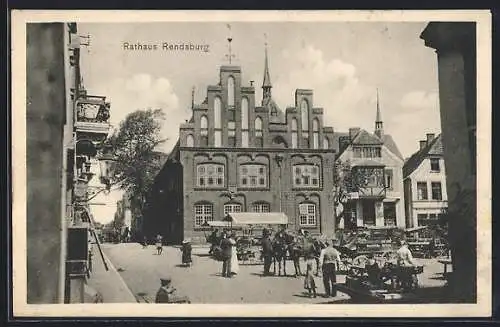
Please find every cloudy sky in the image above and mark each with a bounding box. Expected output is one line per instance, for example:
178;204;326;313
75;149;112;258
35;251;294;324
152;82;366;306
78;22;440;224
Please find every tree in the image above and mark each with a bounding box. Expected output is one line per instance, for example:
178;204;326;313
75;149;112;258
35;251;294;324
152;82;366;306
107;109;166;229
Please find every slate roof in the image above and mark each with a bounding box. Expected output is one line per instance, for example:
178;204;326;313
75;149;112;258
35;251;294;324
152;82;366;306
352;129;383;145
334;129;404;160
382;134;404;160
403;134;443;178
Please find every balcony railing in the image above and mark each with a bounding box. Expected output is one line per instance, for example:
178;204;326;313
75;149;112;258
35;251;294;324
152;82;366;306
75;95;111;134
358;186;385;198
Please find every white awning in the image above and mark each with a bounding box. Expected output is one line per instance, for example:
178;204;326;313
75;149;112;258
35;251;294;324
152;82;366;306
207;220;231;227
226;212;288;226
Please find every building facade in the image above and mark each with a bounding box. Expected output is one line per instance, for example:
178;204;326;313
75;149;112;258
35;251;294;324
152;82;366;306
145;51;335;243
403;133;448;227
26;23;110;304
337;97;406;228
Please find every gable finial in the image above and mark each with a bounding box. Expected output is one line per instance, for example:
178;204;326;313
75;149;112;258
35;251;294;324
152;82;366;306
226;24;235;65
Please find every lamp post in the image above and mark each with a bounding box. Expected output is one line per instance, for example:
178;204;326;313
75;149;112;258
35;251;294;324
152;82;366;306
274;154;283;212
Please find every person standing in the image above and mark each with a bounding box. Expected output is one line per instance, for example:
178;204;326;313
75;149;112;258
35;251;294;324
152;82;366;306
181;239;193;267
156;234;163;255
229;233;240;275
319;239;340;297
208;229;219;254
304;260;316;297
396;240;416;290
220;235;233;278
262;229;273;276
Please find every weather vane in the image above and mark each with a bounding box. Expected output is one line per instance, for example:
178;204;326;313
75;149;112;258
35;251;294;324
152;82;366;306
226;24;235;64
79;34;91;53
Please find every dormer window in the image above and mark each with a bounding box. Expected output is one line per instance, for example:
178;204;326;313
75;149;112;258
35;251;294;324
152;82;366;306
227;76;234;108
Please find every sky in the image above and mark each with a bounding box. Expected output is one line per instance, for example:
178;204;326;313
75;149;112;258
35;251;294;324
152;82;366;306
78;22;440;221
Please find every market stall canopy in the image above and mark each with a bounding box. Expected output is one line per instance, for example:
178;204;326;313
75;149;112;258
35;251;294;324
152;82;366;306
405;226;428;233
207;220;240;228
229;212;288;225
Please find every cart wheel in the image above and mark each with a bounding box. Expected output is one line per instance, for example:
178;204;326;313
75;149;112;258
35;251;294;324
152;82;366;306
381;251;398;263
352;255;368;266
411;275;419;289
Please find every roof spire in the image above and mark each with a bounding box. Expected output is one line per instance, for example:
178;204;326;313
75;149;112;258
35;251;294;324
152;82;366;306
262;33;272;93
375;88;382;123
191;86;195;109
226;24;235;65
375;88;384;138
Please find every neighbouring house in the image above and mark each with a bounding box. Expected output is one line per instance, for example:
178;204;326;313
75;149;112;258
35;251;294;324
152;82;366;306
144;44;336;243
403;133;448;227
336;95;406;228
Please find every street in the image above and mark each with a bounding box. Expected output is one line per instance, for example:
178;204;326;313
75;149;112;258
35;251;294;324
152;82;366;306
103;243;445;304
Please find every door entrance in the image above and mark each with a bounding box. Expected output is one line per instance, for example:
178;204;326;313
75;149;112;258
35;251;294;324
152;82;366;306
363;200;375;226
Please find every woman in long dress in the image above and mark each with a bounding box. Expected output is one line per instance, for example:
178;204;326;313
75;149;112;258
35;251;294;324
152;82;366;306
231;234;240;275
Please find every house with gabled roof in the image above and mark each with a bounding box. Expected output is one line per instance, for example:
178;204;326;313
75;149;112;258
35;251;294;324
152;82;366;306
144;43;336;244
335;94;406;228
403;133;448;227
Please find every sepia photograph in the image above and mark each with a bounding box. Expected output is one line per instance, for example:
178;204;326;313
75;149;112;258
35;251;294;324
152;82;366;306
12;11;491;317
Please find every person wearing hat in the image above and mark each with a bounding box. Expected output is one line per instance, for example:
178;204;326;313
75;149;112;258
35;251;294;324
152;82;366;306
155;276;191;303
220;234;233;278
262;228;274;276
319;239;340;297
229;232;240;275
181;239;193;266
396;239;415;289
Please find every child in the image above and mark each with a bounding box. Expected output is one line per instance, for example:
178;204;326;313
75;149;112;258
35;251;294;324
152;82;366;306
304;260;316;297
156;234;163;255
155;277;191;303
181;239;193;267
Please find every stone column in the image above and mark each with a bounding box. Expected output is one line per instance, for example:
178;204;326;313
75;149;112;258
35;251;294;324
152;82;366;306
421;23;477;302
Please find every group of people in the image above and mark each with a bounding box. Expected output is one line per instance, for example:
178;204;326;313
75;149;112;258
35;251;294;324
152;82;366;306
220;232;239;278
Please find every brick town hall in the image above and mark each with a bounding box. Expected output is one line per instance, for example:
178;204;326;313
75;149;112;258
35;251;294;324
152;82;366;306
142;42;404;243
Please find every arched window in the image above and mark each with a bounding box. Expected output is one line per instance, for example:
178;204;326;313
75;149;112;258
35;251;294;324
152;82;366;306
194;202;214;227
214;97;222;147
300;99;309;131
255;117;262;132
241;97;248;148
292;118;299;149
241;97;248;129
227;76;234;107
292;118;297;132
292;164;320;188
224;202;242;217
239;164;268;188
200;115;208;131
323;136;330;150
196;163;225;188
252;201;271;212
200;115;208;146
186;134;194;148
255;117;264;148
214;97;222;129
313;118;319;149
299;202;316;226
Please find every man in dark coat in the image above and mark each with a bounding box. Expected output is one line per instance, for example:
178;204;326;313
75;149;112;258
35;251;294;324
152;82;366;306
208;229;219;254
220;235;233;278
262;229;273;276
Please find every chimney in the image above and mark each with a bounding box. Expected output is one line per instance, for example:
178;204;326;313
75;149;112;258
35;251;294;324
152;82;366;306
349;127;360;141
425;133;435;144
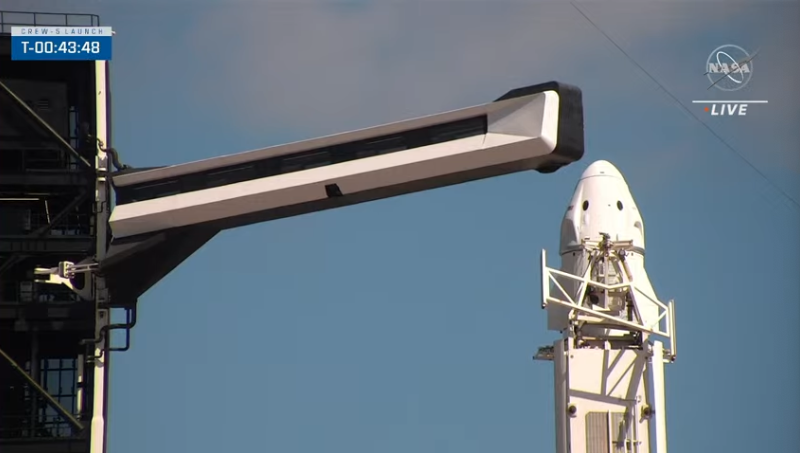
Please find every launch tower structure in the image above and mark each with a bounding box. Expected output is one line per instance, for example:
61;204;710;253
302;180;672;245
534;161;677;453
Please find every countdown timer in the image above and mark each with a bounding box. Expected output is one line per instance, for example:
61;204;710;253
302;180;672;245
11;27;114;61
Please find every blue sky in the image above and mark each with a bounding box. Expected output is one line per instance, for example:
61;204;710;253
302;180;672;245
4;0;800;453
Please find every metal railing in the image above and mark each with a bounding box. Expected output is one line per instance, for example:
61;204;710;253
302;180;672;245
0;11;100;34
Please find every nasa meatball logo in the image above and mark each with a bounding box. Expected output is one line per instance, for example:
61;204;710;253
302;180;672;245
706;44;753;91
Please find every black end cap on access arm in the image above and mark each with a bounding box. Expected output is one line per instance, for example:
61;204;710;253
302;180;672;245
495;82;585;173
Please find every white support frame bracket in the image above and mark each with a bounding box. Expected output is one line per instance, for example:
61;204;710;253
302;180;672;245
541;241;677;362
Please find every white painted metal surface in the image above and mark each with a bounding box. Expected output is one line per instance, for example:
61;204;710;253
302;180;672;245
537;161;676;453
89;61;111;453
110;87;559;238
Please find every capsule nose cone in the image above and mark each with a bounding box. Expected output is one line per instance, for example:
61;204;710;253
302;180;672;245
581;160;625;179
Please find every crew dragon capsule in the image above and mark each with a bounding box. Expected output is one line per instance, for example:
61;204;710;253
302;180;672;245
548;160;658;331
534;160;677;453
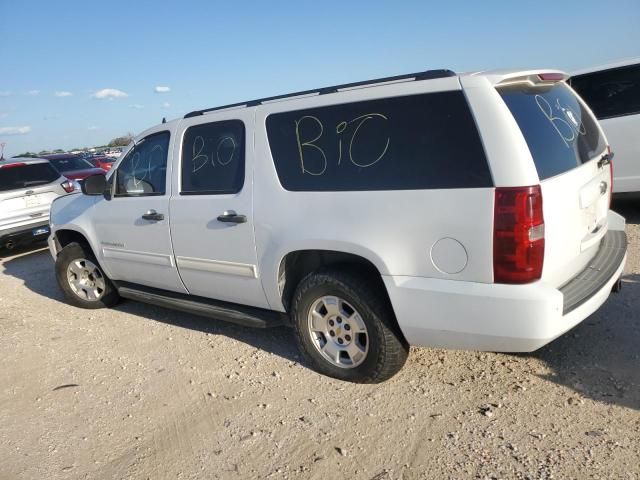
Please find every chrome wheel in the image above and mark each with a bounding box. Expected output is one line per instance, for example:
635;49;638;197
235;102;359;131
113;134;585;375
67;258;105;302
307;296;369;368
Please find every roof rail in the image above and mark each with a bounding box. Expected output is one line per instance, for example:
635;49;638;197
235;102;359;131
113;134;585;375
184;69;456;118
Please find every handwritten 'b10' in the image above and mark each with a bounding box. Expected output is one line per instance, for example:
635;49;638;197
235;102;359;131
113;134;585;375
295;113;391;175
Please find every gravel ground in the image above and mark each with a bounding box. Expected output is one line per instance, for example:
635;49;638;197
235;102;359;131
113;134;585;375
0;201;640;480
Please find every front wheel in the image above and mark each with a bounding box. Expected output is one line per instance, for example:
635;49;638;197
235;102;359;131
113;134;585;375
292;271;409;383
56;242;120;308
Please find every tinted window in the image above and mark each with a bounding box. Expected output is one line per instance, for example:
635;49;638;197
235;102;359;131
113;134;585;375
0;163;60;192
116;132;169;196
181;120;244;195
571;65;640;118
498;82;606;180
267;91;492;191
49;157;93;172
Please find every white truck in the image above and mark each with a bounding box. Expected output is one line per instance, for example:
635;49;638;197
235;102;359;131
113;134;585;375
49;70;627;382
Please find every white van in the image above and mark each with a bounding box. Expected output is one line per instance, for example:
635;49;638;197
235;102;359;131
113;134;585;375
569;57;640;193
49;70;627;382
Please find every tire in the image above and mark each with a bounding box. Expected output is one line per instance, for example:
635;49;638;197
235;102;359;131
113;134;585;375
56;242;120;309
291;270;409;383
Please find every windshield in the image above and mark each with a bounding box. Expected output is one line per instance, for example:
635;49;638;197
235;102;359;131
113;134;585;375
0;163;60;192
498;82;606;180
49;157;93;172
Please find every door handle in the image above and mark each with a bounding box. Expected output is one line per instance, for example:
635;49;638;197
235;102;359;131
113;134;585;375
142;210;164;221
218;210;247;223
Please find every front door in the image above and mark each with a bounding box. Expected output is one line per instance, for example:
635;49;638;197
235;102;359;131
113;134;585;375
92;130;186;293
169;109;269;307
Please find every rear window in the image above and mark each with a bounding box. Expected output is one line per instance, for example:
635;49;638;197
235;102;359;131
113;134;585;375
267;91;493;191
571;65;640;119
0;163;60;192
498;82;606;180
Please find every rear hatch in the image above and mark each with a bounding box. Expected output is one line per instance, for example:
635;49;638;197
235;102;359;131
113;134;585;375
0;162;65;230
498;81;611;287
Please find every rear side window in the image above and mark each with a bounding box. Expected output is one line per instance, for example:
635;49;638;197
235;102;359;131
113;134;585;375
180;120;244;195
571;65;640;119
116;132;170;197
267;91;493;191
498;82;606;180
0;163;60;192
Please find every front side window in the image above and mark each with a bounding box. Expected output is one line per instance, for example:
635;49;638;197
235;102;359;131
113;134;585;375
115;132;169;196
180;120;244;195
571;65;640;119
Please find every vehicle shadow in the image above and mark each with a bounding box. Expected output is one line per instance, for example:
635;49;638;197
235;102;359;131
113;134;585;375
531;274;640;410
0;249;640;404
0;245;302;362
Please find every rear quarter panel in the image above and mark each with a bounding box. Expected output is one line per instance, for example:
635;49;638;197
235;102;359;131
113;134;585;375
254;77;493;310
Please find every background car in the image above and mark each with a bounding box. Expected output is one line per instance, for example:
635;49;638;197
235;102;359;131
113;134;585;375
42;153;104;180
88;157;115;172
569;57;640;193
0;158;75;248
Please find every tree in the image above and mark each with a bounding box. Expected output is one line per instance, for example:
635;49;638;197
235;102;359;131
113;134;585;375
107;133;133;147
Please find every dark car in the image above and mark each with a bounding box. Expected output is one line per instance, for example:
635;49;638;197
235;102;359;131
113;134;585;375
87;156;115;172
42;153;104;180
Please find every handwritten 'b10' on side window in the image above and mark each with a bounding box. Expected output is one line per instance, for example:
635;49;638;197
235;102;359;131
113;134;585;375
267;91;493;191
180;120;244;195
498;83;606;180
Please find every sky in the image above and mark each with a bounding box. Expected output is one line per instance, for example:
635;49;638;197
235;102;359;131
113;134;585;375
0;0;640;157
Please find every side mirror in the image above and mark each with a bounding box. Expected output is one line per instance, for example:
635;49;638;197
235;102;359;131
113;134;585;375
81;173;107;195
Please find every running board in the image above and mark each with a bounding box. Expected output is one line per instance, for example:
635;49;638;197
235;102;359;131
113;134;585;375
114;282;288;328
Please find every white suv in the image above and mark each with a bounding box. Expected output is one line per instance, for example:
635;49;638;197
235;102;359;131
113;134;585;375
0;158;75;249
49;70;626;382
568;57;640;193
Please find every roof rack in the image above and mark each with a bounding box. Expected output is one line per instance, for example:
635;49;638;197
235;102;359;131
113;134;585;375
184;69;456;118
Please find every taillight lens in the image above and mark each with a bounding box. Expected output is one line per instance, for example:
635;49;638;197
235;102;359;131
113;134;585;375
493;185;544;283
60;180;76;193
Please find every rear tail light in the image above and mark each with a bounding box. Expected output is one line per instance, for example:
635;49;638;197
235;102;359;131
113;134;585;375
60;180;76;193
493;185;544;283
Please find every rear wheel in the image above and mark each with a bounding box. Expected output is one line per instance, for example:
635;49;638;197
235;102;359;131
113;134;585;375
56;243;120;308
292;271;409;383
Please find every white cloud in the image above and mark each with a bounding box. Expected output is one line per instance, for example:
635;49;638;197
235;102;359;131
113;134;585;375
0;126;31;135
92;88;129;98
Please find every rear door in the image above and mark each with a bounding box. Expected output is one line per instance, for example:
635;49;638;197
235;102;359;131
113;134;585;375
498;82;611;286
169;108;269;307
0;162;65;230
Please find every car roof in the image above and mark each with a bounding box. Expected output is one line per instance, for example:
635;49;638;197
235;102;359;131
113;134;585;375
0;157;49;166
571;57;640;77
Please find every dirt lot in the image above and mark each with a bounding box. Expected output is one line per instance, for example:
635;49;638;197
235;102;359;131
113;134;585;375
0;201;640;480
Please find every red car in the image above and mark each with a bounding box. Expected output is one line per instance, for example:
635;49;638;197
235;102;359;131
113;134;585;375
89;157;115;172
42;153;104;180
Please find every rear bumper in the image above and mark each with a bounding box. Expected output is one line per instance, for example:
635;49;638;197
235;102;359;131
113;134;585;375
0;220;50;247
383;223;627;352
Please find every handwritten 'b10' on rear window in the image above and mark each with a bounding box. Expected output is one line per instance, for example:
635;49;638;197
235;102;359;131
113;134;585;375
267;91;493;191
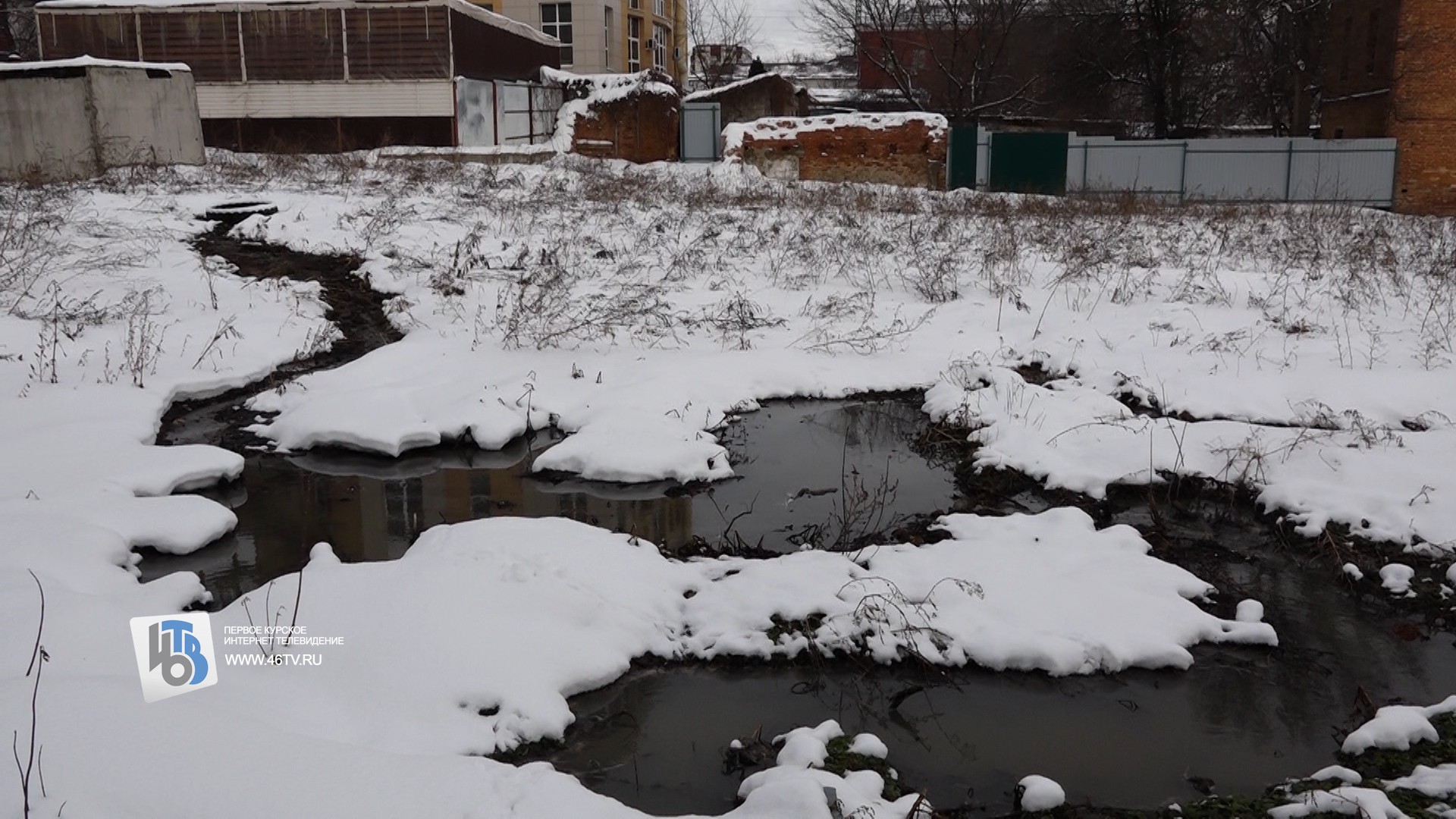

-- -- --

■ **Problem requirements**:
Convert the stretch of the records from the line containing "Please find every person standing" through the line containing "336;95;406;228" into a JSON list of strings, one string per line, leaving out blank lines.

■ **Exercise result**:
[
  "Please find every person standing in the image above and mark each with a bounding box. Expected output is one line per instance, for example:",
  "178;204;326;313",
  "75;149;112;258",
  "35;251;294;324",
  "152;82;366;306",
  "181;239;193;267",
  "156;234;163;255",
  "229;233;240;275",
  "319;239;340;297",
  "208;229;219;254",
  "304;260;316;297",
  "396;240;416;290",
  "220;235;233;278",
  "262;229;273;276",
  "Please find every weather vane in the image above and mark each with a bounding box. Expected output is one line per instance, for example:",
  "178;204;326;313",
  "75;149;112;258",
  "35;251;294;324",
  "152;82;366;306",
  "226;24;235;64",
  "79;34;91;53",
  "Please find every dormer window in the image above and mark each with a bounding box. Expected output is one line per instance, for example:",
  "178;204;326;313",
  "75;149;112;258",
  "35;251;294;324",
  "152;82;366;306",
  "227;76;234;108",
  "Please find every sky in the image above and mark each with a bounding box. Expected output is one line per instance, for example:",
  "178;204;326;313",
  "75;149;112;258",
  "35;251;294;324",
  "152;82;366;306",
  "78;22;440;221",
  "Please find every market stall canopy in the image above and mark each with a bounding box. Expected output is one line per instance, for example:",
  "178;204;326;313",
  "75;149;112;258",
  "35;251;294;324",
  "152;82;366;306",
  "405;226;428;233",
  "207;220;240;228",
  "229;212;288;225",
  "Please find every cart wheel in the image above and mark each with a bounding box. Expected output is one line per instance, for example:",
  "178;204;326;313",
  "75;149;112;258",
  "35;251;294;324",
  "152;82;366;306",
  "381;251;398;263",
  "352;255;368;266",
  "411;275;419;289",
  "Please find every roof spire in the image above and mark each with a bounding box. Expected output is one line per instance, for example:",
  "178;204;326;313",
  "75;149;112;258",
  "35;251;294;324",
  "152;82;366;306",
  "262;33;272;93",
  "375;88;382;123",
  "191;86;195;109",
  "226;24;235;65",
  "375;88;384;138",
  "Please find every neighbouring house in the image above and mark each with a bounding box. Expected output is one line per instance, for example:",
  "178;204;326;313",
  "75;149;112;258",
  "35;251;294;324",
  "152;82;366;306",
  "144;44;336;243",
  "403;133;448;227",
  "336;95;406;228"
]